Your objective: Can you reproduce the lines of the entries below word for word, starting at the line that contains "Locate the blurred" and stopping after the line that contains "x=1118 y=161"? Omit the pictures from your copy.

>> start Input rows

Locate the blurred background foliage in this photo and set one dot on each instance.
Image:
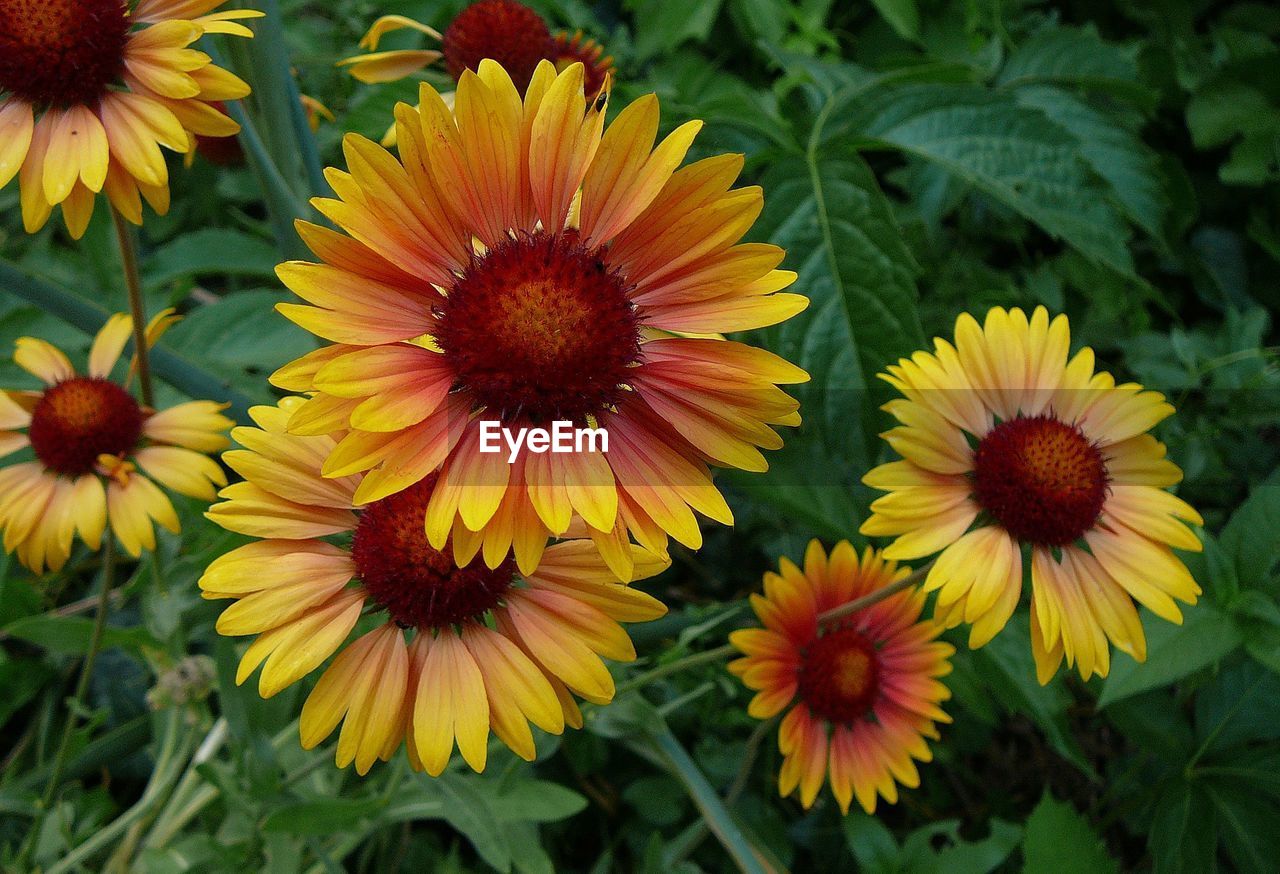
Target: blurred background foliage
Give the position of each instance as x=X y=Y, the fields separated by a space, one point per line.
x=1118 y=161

>> end Input rows
>> start Input rows

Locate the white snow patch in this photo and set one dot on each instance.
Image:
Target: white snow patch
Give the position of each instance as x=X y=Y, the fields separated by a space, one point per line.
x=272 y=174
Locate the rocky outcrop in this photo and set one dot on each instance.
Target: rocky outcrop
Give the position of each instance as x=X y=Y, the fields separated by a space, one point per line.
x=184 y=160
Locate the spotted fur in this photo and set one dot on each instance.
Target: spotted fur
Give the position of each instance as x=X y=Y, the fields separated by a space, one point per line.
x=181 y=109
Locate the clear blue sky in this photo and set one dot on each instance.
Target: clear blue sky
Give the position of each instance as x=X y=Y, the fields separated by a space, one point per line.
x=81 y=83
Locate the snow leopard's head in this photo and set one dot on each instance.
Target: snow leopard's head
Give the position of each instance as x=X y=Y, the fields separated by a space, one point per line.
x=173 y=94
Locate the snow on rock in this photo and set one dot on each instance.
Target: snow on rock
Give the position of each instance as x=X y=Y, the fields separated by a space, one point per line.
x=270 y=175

>> end Input rows

The answer:
Locate the blurred background foliage in this photo and set one dot on each instance.
Image:
Target: blurred background foliage
Give the position of each instance as x=X y=Y, the fields separated by a space, one point per line.
x=1118 y=161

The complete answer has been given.